--- Data for this exercise ---
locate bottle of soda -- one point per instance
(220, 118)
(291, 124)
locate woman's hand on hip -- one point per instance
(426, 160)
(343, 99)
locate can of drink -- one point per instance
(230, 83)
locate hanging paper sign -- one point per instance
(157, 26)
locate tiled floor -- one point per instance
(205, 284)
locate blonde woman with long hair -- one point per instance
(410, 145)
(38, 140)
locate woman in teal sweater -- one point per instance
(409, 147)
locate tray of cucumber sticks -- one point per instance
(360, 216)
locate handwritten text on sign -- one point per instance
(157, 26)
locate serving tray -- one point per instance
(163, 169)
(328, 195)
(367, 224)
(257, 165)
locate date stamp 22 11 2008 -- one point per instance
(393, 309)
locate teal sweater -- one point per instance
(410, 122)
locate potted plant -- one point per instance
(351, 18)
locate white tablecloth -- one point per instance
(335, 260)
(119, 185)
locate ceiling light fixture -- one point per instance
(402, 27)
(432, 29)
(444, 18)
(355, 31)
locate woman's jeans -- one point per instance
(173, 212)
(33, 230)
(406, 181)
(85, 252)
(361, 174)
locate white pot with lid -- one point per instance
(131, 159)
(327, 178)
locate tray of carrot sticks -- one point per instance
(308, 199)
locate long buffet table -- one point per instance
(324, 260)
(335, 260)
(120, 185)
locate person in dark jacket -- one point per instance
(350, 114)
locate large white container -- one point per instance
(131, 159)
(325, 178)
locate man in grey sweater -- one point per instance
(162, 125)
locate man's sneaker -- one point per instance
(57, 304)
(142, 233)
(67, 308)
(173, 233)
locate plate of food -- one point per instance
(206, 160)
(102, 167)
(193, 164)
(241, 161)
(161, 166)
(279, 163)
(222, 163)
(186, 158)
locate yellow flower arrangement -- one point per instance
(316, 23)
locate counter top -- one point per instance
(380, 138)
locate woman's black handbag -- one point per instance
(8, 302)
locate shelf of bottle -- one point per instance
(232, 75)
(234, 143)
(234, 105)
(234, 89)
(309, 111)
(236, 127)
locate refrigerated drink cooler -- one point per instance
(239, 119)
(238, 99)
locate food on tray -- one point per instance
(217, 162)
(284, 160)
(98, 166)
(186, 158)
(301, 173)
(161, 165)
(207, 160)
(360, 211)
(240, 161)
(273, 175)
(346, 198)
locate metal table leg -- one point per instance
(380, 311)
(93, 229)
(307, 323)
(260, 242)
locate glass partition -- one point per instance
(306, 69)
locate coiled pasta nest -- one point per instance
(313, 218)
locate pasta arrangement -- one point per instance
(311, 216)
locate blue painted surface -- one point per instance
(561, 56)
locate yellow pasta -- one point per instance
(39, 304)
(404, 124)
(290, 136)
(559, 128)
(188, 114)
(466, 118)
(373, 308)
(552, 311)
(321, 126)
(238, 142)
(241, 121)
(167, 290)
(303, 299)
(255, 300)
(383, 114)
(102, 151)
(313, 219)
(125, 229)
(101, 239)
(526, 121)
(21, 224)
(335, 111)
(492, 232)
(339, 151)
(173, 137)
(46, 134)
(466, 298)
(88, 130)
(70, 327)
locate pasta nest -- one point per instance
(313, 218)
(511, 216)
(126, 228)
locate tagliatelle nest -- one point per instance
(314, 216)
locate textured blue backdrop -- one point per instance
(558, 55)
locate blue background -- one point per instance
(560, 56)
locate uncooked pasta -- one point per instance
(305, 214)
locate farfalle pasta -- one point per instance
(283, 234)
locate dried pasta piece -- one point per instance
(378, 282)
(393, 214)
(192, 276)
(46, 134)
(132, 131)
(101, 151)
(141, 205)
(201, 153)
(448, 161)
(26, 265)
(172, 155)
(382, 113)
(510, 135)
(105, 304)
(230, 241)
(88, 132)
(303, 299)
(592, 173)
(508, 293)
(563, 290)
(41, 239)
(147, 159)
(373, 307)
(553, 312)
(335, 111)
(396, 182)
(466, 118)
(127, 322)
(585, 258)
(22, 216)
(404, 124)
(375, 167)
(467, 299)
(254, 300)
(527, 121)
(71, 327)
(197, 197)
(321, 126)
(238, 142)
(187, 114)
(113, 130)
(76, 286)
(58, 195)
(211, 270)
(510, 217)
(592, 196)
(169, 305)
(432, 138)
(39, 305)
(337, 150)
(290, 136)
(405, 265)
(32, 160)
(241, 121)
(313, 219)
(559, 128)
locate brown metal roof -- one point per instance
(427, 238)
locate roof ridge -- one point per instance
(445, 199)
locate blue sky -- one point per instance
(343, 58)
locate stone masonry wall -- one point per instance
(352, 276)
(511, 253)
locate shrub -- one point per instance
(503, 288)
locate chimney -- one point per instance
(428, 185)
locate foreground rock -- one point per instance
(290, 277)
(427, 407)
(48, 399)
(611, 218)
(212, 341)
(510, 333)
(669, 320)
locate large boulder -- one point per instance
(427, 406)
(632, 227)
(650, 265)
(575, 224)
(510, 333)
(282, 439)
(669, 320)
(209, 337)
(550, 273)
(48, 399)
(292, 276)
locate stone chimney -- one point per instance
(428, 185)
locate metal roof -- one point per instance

--- Problem statement ---
Format the data above as a Markdown table with the columns "No." and "Line", starting at the line that contains "locate tagliatelle nest" and running through the end of the data. Include both ends, number each row, and leave out blank lines.

--- The completed task ---
| No. | Line |
|---|---|
| 1 | locate tagliatelle nest -- one point per instance |
| 2 | (314, 216) |
| 3 | locate textured blue backdrop -- one point per instance |
| 4 | (558, 55) |
| 5 | locate blue background -- one point per instance |
| 6 | (560, 56) |
| 7 | locate uncooked pasta -- one point per instance |
| 8 | (305, 214) |
| 9 | locate farfalle pasta -- one point per instance |
| 10 | (283, 234) |
| 11 | locate dried pasta piece -- one point per instance |
| 12 | (378, 282) |
| 13 | (393, 214) |
| 14 | (192, 276) |
| 15 | (46, 134) |
| 16 | (132, 131) |
| 17 | (101, 151) |
| 18 | (141, 205) |
| 19 | (201, 153) |
| 20 | (448, 161) |
| 21 | (26, 265) |
| 22 | (172, 155) |
| 23 | (382, 113) |
| 24 | (510, 135) |
| 25 | (105, 304) |
| 26 | (230, 241) |
| 27 | (88, 132) |
| 28 | (303, 299) |
| 29 | (592, 173) |
| 30 | (508, 293) |
| 31 | (563, 290) |
| 32 | (41, 239) |
| 33 | (147, 159) |
| 34 | (373, 307) |
| 35 | (553, 312) |
| 36 | (335, 111) |
| 37 | (396, 182) |
| 38 | (466, 118) |
| 39 | (127, 322) |
| 40 | (585, 258) |
| 41 | (22, 216) |
| 42 | (404, 124) |
| 43 | (375, 167) |
| 44 | (467, 299) |
| 45 | (254, 300) |
| 46 | (527, 121) |
| 47 | (71, 327) |
| 48 | (197, 197) |
| 49 | (321, 126) |
| 50 | (238, 142) |
| 51 | (187, 114) |
| 52 | (113, 130) |
| 53 | (76, 286) |
| 54 | (58, 195) |
| 55 | (211, 270) |
| 56 | (510, 217) |
| 57 | (592, 196) |
| 58 | (169, 305) |
| 59 | (432, 138) |
| 60 | (39, 305) |
| 61 | (337, 150) |
| 62 | (290, 136) |
| 63 | (405, 265) |
| 64 | (32, 160) |
| 65 | (241, 121) |
| 66 | (313, 219) |
| 67 | (559, 128) |
| 68 | locate brown metal roof -- one point per instance |
| 69 | (427, 238) |
| 70 | locate roof ridge -- one point per instance |
| 71 | (445, 199) |
| 72 | locate blue sky -- one point per instance |
| 73 | (343, 58) |
| 74 | locate stone masonry wall -- one point per instance |
| 75 | (352, 276) |
| 76 | (511, 253) |
| 77 | locate shrub -- one point per instance |
| 78 | (503, 288) |
| 79 | locate chimney -- one point per instance |
| 80 | (428, 185) |
| 81 | locate foreground rock -- one point per instance |
| 82 | (290, 277) |
| 83 | (427, 407) |
| 84 | (48, 399) |
| 85 | (611, 218) |
| 86 | (212, 341) |
| 87 | (510, 333) |
| 88 | (669, 320) |
| 89 | locate large boulder -- one point per instance |
| 90 | (427, 406) |
| 91 | (632, 227) |
| 92 | (650, 265) |
| 93 | (575, 224) |
| 94 | (510, 333) |
| 95 | (282, 439) |
| 96 | (669, 320) |
| 97 | (209, 337) |
| 98 | (550, 273) |
| 99 | (48, 399) |
| 100 | (292, 276) |
| 101 | locate stone chimney -- one point per instance |
| 102 | (428, 185) |
| 103 | locate metal roof -- one point per instance |